» **Page extract**:
□ □ □ □ □ □ □
Oakland resident Dan Rademacher, who’s also an editor at Bay Nature, an East Bay environmental magazine, has been a Sierra Club member for 15 years. Rademacher had Sungevity install solar panels on his roof last August, and the panels are now providing more than 90 percent of the house’s electricity. “A lot of people [in Oakland] live in small houses; we have small electricity bills, we don’t drive long distances. What else can we do to reduce our carbon emissions?” Rademacher said about his decision to go solar.
Rademacher’s solar system is composed of two-kilowatt solar panels on the roof and an inverter next to the PG&E smart meter, which transfers the DC power it generates to the AC power that home appliances use. An Internet cable is also connected to the inverter so Sungevity can monitor the device and troubleshoot remotely. Power from the city’s electrical grid can be used when no solar electricity is generated.
Currently Rademacher pays $65 a month for both the system’s lease and the electricity produced by it. Although his PG&E bill dropped sharply, Rademacher said now he’s still paying $30 more than before.
“To be honest, we didn’t do it to save money,” Rademacher said, who sees the extra $30 a month as a choice between a dinner at a Thai restaurant and contributing to the environment.
Kennedy said in long-term—in this case over the next ten years—the system will save Rademacher roughly $5,000 on his electricity bill because the utility rate of PG&E is projected to go up while the Sungevity fare is fixed. People have the option to lease the system from Sungevity without producing a down payment, Kennedy said, or they can also buy one, which usually costs about $12,000.
□ □ □ □ □ □ □
Dataset rows
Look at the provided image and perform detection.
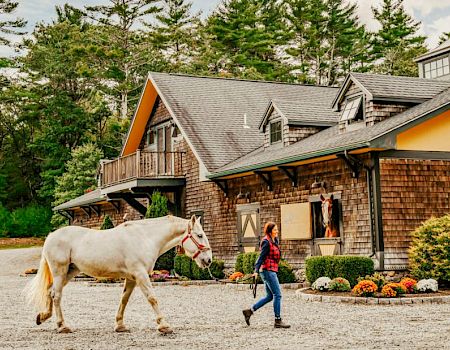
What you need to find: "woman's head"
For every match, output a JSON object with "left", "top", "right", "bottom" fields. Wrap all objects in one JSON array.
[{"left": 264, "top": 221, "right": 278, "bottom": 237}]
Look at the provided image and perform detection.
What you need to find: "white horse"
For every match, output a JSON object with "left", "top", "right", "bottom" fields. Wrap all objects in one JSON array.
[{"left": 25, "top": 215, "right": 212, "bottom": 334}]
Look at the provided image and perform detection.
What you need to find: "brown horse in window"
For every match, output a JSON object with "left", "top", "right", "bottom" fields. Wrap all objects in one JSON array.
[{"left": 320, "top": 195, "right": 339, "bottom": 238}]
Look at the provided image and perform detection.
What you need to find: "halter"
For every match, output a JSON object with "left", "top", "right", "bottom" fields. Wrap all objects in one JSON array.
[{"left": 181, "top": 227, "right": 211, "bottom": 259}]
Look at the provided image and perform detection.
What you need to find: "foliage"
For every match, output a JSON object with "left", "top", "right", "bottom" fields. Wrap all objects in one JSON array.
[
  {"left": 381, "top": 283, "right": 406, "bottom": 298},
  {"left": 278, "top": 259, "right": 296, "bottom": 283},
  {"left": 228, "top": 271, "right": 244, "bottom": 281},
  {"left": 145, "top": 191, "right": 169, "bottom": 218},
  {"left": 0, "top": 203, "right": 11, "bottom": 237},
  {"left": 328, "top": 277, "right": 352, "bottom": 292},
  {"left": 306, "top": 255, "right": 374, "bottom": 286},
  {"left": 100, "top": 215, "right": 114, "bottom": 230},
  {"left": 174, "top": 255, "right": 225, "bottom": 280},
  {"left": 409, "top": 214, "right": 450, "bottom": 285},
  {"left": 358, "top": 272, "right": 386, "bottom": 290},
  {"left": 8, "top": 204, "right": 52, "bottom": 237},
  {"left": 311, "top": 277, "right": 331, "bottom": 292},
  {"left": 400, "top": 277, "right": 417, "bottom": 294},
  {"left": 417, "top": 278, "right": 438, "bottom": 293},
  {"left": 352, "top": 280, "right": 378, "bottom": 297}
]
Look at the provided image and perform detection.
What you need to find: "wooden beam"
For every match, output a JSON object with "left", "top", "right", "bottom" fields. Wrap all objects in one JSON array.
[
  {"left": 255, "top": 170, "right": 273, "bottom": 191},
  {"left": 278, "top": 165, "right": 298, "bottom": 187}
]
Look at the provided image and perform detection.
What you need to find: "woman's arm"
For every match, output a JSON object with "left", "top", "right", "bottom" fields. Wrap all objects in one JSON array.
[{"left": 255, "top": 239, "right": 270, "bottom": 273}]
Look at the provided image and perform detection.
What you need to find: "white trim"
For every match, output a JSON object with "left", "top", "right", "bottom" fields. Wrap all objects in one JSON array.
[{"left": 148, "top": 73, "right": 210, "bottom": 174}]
□ □ □ □ □ □ □
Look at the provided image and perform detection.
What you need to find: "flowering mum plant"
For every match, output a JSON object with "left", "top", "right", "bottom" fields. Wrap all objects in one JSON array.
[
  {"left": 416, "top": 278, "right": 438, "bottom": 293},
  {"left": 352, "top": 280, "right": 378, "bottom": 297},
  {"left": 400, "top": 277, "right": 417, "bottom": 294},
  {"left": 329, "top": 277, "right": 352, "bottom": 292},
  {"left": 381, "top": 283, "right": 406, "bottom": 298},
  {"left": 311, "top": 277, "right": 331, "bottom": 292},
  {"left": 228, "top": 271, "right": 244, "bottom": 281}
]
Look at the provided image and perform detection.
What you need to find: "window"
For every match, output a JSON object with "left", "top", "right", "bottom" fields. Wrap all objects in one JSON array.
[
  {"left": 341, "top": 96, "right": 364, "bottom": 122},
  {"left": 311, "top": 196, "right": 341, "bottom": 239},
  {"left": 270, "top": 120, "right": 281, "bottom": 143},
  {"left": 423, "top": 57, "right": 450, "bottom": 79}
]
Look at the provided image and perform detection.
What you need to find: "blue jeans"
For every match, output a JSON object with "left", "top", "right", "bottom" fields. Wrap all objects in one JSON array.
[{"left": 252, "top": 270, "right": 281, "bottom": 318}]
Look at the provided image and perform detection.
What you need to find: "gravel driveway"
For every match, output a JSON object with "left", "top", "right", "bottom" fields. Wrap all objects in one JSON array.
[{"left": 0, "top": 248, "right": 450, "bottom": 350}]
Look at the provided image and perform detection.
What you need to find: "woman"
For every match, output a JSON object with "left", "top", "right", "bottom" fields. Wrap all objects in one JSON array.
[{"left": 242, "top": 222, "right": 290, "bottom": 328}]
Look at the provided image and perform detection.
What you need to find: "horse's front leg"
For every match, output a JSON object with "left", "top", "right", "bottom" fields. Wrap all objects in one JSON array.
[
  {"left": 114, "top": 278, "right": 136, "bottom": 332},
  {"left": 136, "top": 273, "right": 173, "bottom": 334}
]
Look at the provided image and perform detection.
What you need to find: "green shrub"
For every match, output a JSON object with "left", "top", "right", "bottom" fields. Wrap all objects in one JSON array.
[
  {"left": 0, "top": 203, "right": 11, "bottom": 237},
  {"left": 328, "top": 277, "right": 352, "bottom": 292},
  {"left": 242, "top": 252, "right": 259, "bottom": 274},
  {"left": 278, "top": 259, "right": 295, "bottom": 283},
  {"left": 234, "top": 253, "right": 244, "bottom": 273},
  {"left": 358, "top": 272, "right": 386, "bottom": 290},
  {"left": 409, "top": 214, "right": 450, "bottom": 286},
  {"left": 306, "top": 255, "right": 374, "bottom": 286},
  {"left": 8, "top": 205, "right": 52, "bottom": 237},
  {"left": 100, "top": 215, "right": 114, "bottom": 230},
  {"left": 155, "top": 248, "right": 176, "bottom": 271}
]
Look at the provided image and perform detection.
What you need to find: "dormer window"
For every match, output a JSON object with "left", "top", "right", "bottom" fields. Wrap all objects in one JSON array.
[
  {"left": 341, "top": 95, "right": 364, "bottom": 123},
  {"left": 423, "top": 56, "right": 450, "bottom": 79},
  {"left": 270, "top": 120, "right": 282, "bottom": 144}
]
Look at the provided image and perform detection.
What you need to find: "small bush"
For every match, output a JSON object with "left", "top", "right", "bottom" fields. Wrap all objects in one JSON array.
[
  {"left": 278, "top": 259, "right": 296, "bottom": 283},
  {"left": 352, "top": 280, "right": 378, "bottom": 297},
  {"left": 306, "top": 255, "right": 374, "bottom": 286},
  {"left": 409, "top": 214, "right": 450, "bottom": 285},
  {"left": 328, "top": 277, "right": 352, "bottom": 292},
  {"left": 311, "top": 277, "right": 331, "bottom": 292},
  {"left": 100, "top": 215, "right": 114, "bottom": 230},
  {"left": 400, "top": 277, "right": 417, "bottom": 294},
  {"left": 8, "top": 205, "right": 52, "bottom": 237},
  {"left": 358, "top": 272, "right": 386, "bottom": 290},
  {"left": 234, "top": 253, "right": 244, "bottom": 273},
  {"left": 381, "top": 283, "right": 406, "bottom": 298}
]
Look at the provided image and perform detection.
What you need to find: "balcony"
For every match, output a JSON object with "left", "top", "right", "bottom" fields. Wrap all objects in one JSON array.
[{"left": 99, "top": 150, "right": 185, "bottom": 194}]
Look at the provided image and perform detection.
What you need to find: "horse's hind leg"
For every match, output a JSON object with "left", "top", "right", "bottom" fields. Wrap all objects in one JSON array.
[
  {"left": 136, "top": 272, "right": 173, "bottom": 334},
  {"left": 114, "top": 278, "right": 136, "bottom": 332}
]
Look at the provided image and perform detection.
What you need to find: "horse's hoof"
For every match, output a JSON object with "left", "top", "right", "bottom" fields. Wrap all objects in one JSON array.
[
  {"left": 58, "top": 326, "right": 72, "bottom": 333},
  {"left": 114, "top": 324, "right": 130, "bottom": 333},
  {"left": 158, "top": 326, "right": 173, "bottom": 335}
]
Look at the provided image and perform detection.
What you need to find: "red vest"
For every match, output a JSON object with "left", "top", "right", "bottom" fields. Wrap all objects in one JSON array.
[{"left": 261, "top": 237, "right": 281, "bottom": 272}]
□ □ □ □ □ □ □
» **Given task A**:
According to the solar passage, how much does Rademacher pay each month for the system's lease and the electricity it produces?
» **Given task B**:
Carry on the solar passage from its last sentence.
The dataset rows are separate material and have no connection to the solar passage.

» **Task output A**:
He pays $65 a month.

» **Task output B**:
To get started, Kennedy said, people can simply visit the Sungevity website and input their home addresses and utility information— a free assessment of the cost of the system and how much money they’ll save will be sent to them within 24 hours. After that a project manager will walk the customers through the whole process and the installation only takes two or three days. “All you need is an Internet connection and about five minutes,” Kennedy said.
Although the solar company is trying to make the process simple and the systems affordable, Sungevity only has “dozens of customers” in Oakland, according to Kennedy. “It’s really a question of political will and uptake by the consumers,” he said.
Rademacher is no doubt one of the hopeful who would like to see more solar panels in the future. “30 years ago recycling was some sort of fringe activity—now everybody recycles,” he said. “I would love it if 10 years from now going solar was ubiquitous as recycling.”